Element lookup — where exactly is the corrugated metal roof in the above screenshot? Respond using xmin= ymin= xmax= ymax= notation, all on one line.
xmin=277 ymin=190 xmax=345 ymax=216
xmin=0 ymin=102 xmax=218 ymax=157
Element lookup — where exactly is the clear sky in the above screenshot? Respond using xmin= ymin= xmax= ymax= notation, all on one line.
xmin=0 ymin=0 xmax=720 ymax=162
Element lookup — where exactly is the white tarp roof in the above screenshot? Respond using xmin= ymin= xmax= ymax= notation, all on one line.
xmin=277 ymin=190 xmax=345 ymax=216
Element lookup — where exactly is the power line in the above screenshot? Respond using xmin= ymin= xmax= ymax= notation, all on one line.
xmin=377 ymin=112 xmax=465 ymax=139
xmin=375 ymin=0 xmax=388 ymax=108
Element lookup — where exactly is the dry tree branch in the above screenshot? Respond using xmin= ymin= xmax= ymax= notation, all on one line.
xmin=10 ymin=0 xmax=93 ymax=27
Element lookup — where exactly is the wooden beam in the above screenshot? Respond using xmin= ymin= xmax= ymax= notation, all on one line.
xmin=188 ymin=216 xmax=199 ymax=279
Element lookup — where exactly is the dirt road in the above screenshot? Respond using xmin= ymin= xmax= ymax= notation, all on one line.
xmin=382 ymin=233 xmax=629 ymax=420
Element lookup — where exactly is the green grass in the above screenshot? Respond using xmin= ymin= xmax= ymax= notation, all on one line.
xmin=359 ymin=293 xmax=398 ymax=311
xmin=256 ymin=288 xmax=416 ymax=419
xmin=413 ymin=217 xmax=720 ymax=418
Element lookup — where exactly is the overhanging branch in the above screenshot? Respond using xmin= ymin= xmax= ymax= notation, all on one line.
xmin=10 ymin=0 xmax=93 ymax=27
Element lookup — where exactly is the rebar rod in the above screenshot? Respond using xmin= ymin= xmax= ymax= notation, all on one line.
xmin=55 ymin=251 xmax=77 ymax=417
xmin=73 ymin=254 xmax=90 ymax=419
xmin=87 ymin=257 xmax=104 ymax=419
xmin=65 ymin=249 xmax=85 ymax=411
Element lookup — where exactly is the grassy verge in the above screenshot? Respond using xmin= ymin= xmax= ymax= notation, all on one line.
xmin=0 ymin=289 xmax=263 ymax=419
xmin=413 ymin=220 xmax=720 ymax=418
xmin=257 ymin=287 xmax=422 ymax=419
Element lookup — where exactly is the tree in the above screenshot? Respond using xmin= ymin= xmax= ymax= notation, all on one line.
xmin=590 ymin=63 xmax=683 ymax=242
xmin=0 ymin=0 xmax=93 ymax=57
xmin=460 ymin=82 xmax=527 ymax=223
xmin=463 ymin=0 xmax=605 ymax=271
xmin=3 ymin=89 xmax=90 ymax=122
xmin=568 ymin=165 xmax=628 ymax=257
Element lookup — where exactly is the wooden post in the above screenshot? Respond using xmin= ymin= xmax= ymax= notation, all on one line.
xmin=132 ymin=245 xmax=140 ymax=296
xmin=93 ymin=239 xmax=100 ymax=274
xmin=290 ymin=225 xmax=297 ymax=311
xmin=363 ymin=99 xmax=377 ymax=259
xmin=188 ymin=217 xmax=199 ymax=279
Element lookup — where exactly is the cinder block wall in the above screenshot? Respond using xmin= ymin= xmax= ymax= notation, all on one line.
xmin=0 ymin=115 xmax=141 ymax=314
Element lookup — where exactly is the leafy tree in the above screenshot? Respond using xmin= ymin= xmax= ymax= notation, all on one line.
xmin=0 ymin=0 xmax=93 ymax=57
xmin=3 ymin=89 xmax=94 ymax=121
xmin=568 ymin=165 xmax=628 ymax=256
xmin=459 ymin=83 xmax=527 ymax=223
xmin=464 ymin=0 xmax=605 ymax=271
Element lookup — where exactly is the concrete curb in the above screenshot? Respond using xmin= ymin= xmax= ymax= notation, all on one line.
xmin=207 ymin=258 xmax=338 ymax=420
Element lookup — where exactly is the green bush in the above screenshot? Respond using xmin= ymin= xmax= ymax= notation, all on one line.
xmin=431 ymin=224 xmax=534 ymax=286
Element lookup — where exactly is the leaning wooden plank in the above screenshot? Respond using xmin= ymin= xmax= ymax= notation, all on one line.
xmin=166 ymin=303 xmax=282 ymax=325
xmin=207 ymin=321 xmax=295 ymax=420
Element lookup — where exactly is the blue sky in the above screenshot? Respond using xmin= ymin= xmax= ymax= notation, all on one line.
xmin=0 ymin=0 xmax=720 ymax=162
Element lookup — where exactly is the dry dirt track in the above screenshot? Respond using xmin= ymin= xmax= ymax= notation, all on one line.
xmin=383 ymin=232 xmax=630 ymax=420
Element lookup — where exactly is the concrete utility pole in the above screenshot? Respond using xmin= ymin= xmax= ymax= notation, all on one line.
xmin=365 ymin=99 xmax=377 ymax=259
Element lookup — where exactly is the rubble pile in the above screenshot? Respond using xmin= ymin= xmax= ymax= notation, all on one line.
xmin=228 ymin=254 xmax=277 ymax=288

+===+

### Task brief
Rewrite all of the data above, changing every occurrence of "Element lookup" to "Location query" and keeping everything else the same.

### Response to this task
Location query — where exactly is the corrugated metal roof in the above screenshot? Respond using xmin= ymin= xmax= ymax= notation, all on one line.
xmin=277 ymin=190 xmax=345 ymax=216
xmin=0 ymin=102 xmax=218 ymax=157
Location query — where exactly is the clear sky in the above screenshot? Respond using xmin= ymin= xmax= ymax= notation, all on one line.
xmin=0 ymin=0 xmax=720 ymax=162
Location query — where exactly is the white tarp roof in the above screenshot? Respond using xmin= ymin= xmax= ymax= notation, all on one line.
xmin=277 ymin=190 xmax=345 ymax=216
Location query — where exactly is the power line in the above screenshot? Respond using xmin= ymin= xmax= ymax= notation, all on one line.
xmin=377 ymin=112 xmax=465 ymax=139
xmin=375 ymin=0 xmax=388 ymax=108
Location query — where exactly is the dry tree branch in the above screenshot? Respond using xmin= ymin= xmax= ymax= notation, all on one line.
xmin=10 ymin=0 xmax=93 ymax=27
Location query — where exactly is the wooden beam in the above screenshot? Respond using xmin= ymin= xmax= ymax= notation, all on one line.
xmin=188 ymin=216 xmax=199 ymax=279
Location query — where exactly is the dirt road in the above screenshot? Respond using xmin= ymin= xmax= ymax= notation, all on one line.
xmin=382 ymin=233 xmax=629 ymax=420
Location query — where exactly is the green grass in the above screenshot? Respond using xmin= ymin= xmax= ymax= notation, all on one line.
xmin=359 ymin=293 xmax=398 ymax=311
xmin=256 ymin=288 xmax=416 ymax=419
xmin=413 ymin=217 xmax=720 ymax=418
Location query — where exactly is the overhanging branch in the above screenshot? Respond using xmin= ymin= xmax= ymax= notation, all on one line.
xmin=10 ymin=0 xmax=93 ymax=27
Location query — where exactly is the rebar rod in the above screenshot? Respond using xmin= ymin= xmax= ymax= notation, all on one line.
xmin=55 ymin=251 xmax=77 ymax=417
xmin=73 ymin=254 xmax=90 ymax=419
xmin=87 ymin=257 xmax=104 ymax=419
xmin=65 ymin=249 xmax=85 ymax=411
Location query — where exactly is the grassy verge in the above screenshot? Respond using xmin= ymin= xmax= ymax= notation, all on one line.
xmin=0 ymin=289 xmax=263 ymax=419
xmin=413 ymin=220 xmax=720 ymax=418
xmin=257 ymin=287 xmax=422 ymax=419
Location query — where exactly is the tree in the above screenshot? Respond using xmin= ymin= xmax= ymax= notation, all on one line.
xmin=590 ymin=63 xmax=683 ymax=242
xmin=0 ymin=0 xmax=93 ymax=57
xmin=460 ymin=82 xmax=527 ymax=223
xmin=463 ymin=0 xmax=605 ymax=271
xmin=3 ymin=89 xmax=90 ymax=122
xmin=568 ymin=165 xmax=628 ymax=257
Location query — where exactly is the wooden post in the above screenshot? Respond using xmin= ymin= xmax= ymax= notation, all on one line.
xmin=132 ymin=245 xmax=140 ymax=296
xmin=93 ymin=239 xmax=100 ymax=274
xmin=290 ymin=225 xmax=297 ymax=311
xmin=363 ymin=99 xmax=377 ymax=259
xmin=188 ymin=217 xmax=199 ymax=279
Location query — where exactly is the cinder block wall in the above screenshot? Respond using xmin= ymin= xmax= ymax= notation, all on one line.
xmin=0 ymin=115 xmax=141 ymax=314
Location query — where exactly is the leafy tree in the above screenshot? Respond using xmin= ymin= xmax= ymax= notation, all on one line.
xmin=0 ymin=0 xmax=93 ymax=57
xmin=3 ymin=89 xmax=94 ymax=121
xmin=568 ymin=165 xmax=628 ymax=256
xmin=459 ymin=83 xmax=527 ymax=223
xmin=464 ymin=0 xmax=605 ymax=271
Location query — where exactly is the concrete curb in the above screenshot? Respond using xmin= ymin= xmax= ymax= notation, all on one line.
xmin=207 ymin=258 xmax=338 ymax=420
Location query — where exactly is the green bush in the above screenshot? Respond using xmin= ymin= xmax= ymax= notation, all on one line.
xmin=431 ymin=224 xmax=534 ymax=286
Location query — where exactly is the leaning wooden plank in the above screenshot? Respond using xmin= ymin= xmax= ymax= notation, all on one line.
xmin=166 ymin=303 xmax=282 ymax=325
xmin=207 ymin=321 xmax=295 ymax=420
Location query — where exactly is the blue sky in the above screenshot? Respond using xmin= ymin= xmax= ymax= notation, all on one line.
xmin=0 ymin=0 xmax=720 ymax=162
Location query — where exactly is the dry dirt track in the above screenshot? Respond using xmin= ymin= xmax= ymax= notation, all on one line.
xmin=383 ymin=232 xmax=630 ymax=420
Location query — where exactly is the concrete utility pole in the above screenshot? Respond using xmin= ymin= xmax= ymax= notation, all on one line.
xmin=365 ymin=99 xmax=377 ymax=259
Location query — where exactly is the rubble pile in the above screenshot? Respond using xmin= ymin= xmax= ymax= notation, all on one line.
xmin=228 ymin=254 xmax=277 ymax=288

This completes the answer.